**PROVIDED DATA**
╔══

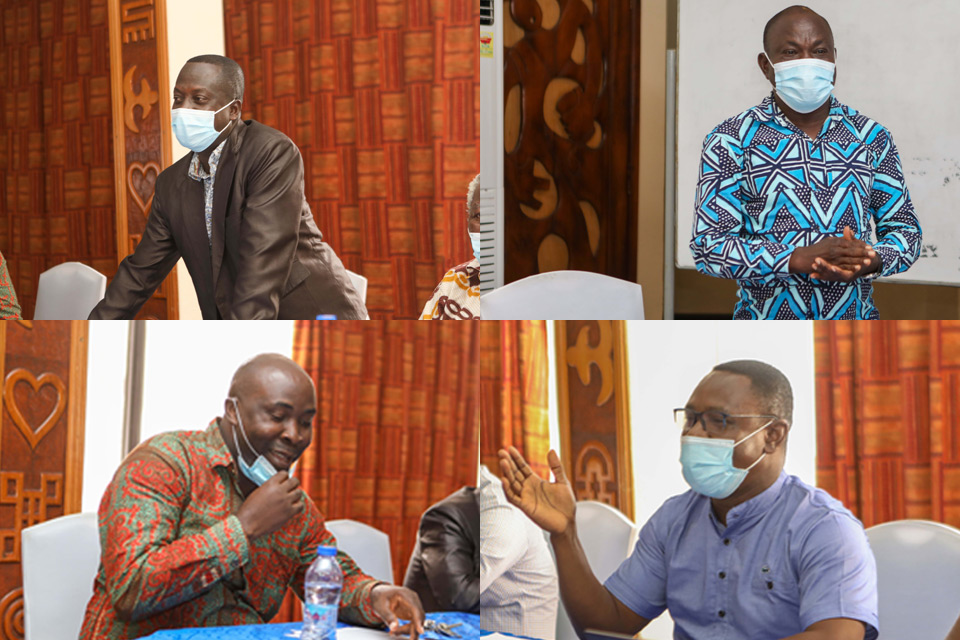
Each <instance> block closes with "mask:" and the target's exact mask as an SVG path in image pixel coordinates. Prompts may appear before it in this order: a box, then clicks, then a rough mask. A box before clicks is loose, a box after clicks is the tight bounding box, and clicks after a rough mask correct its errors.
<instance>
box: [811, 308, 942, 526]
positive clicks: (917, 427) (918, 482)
mask: <svg viewBox="0 0 960 640" xmlns="http://www.w3.org/2000/svg"><path fill="white" fill-rule="evenodd" d="M814 330H815V338H816V385H817V390H816V394H817V484H818V485H819V486H820V487H822V488H824V489H826V490H827V491H829V492H830V493H831V494H832V495H833V496H835V497H836V498H838V499H840V500H841V501H843V503H844V504H845V505H847V507H849V508H850V509H851V510H852V511H853V512H854V513H855V514H856V515H857V517H859V518H860V519H861V520H862V521H863V524H864V526H867V527H870V526H873V525H875V524H878V523H881V522H887V521H889V520H900V519H904V518H921V519H926V520H935V521H938V522H944V523H946V524H950V525H952V526H955V527H960V322H955V321H954V322H946V321H943V322H941V321H933V322H931V321H896V322H895V321H886V322H854V321H850V322H818V323H816V325H815V329H814Z"/></svg>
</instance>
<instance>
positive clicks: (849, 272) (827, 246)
mask: <svg viewBox="0 0 960 640" xmlns="http://www.w3.org/2000/svg"><path fill="white" fill-rule="evenodd" d="M880 267H881V262H880V255H879V254H878V253H877V252H876V251H875V250H874V249H873V247H871V246H870V245H868V244H867V243H866V242H864V241H863V240H860V239H858V238H857V237H856V236H854V234H853V231H852V230H851V229H850V227H849V226H847V227H844V228H843V236H842V237H839V238H835V237H829V238H824V239H823V240H820V241H819V242H815V243H814V244H812V245H810V246H808V247H797V248H796V249H795V250H794V252H793V255H791V256H790V266H789V269H790V273H805V274H807V275H809V276H810V278H812V279H814V280H824V281H827V282H853V281H854V280H856V279H857V278H860V277H863V276H865V275H867V274H868V273H873V272H874V271H876V270H877V269H879V268H880Z"/></svg>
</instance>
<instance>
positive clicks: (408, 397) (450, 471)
mask: <svg viewBox="0 0 960 640" xmlns="http://www.w3.org/2000/svg"><path fill="white" fill-rule="evenodd" d="M477 324H479V323H476V322H441V323H430V322H411V321H384V322H377V323H368V322H348V321H341V322H298V323H297V325H296V330H295V333H294V347H293V358H294V360H296V361H297V362H299V363H300V365H301V366H303V367H304V369H306V370H307V373H309V374H310V376H311V377H312V378H313V380H314V383H315V384H316V385H317V392H318V396H319V399H320V413H319V416H318V418H317V421H316V425H317V426H316V429H315V432H314V438H313V443H312V444H311V445H310V448H309V449H307V451H306V453H304V455H303V458H302V461H301V463H300V467H299V473H300V479H301V482H302V483H303V488H304V490H305V491H306V492H307V493H308V494H309V495H310V496H311V497H312V498H313V500H314V502H315V503H316V504H317V508H319V509H320V512H321V513H322V514H323V515H324V516H325V517H326V518H327V519H328V520H335V519H338V518H350V519H353V520H359V521H361V522H365V523H367V524H369V525H371V526H374V527H376V528H377V529H380V530H381V531H383V532H384V533H386V534H387V535H389V536H390V544H391V550H390V551H391V555H392V557H393V573H394V577H395V580H396V582H397V583H398V584H399V583H401V582H402V581H403V576H404V573H405V572H406V570H407V563H408V561H409V559H410V554H411V553H412V551H413V547H414V545H415V544H416V539H417V528H418V526H419V524H420V516H421V514H423V512H424V511H425V510H426V508H427V507H429V506H430V505H431V504H433V503H434V502H437V501H438V500H440V499H441V498H444V497H446V496H448V495H449V494H451V493H453V492H454V491H456V490H457V489H460V488H461V487H464V486H468V485H469V486H474V485H475V484H476V478H477V439H478V435H477V428H478V423H477V356H478V340H477V333H478V331H477V327H476V325H477ZM441 325H442V326H441ZM300 615H301V611H300V604H299V601H298V600H297V599H296V598H293V597H291V596H290V595H288V597H287V600H286V601H285V602H284V605H283V607H282V608H281V610H280V613H279V614H278V616H277V617H276V618H275V619H274V621H275V622H281V621H289V620H299V619H300Z"/></svg>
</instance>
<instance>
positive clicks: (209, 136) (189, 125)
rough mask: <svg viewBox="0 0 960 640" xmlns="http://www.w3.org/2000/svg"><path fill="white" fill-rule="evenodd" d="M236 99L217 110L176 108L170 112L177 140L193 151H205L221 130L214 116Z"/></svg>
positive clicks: (226, 107) (187, 147)
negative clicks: (182, 108)
mask: <svg viewBox="0 0 960 640" xmlns="http://www.w3.org/2000/svg"><path fill="white" fill-rule="evenodd" d="M234 102H236V100H231V101H230V102H228V103H227V104H225V105H223V106H222V107H220V108H219V109H217V110H216V111H206V110H204V109H174V110H173V111H172V112H171V113H170V124H171V125H172V126H173V133H174V134H175V135H176V136H177V140H178V141H179V142H180V144H182V145H183V146H185V147H186V148H187V149H190V150H191V151H196V152H197V153H199V152H201V151H203V150H204V149H206V148H207V147H209V146H210V145H211V144H213V141H214V140H216V139H217V136H219V135H220V131H217V128H216V127H215V126H214V124H213V119H214V116H216V115H217V114H218V113H220V112H221V111H223V110H224V109H226V108H227V107H229V106H230V105H231V104H233V103H234Z"/></svg>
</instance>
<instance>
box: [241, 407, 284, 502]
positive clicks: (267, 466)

╚══

**WHAT YOU ARE ASKED TO DO**
Among the records above, find each line holding the string "rough" and pull it out.

**TASK SOLUTION**
Each <instance> block closes with "mask:" and the target's exact mask as an SVG path in image pixel coordinates. Prompts may appear before it in this order: a box, then clicks, then a rough mask. A box before clicks is loose, a box after clicks is the tight bounding box, and clicks after a rough mask correct its errors.
rough mask: <svg viewBox="0 0 960 640" xmlns="http://www.w3.org/2000/svg"><path fill="white" fill-rule="evenodd" d="M236 99L217 110L176 108L170 112L177 140L193 151H205L221 130L214 116Z"/></svg>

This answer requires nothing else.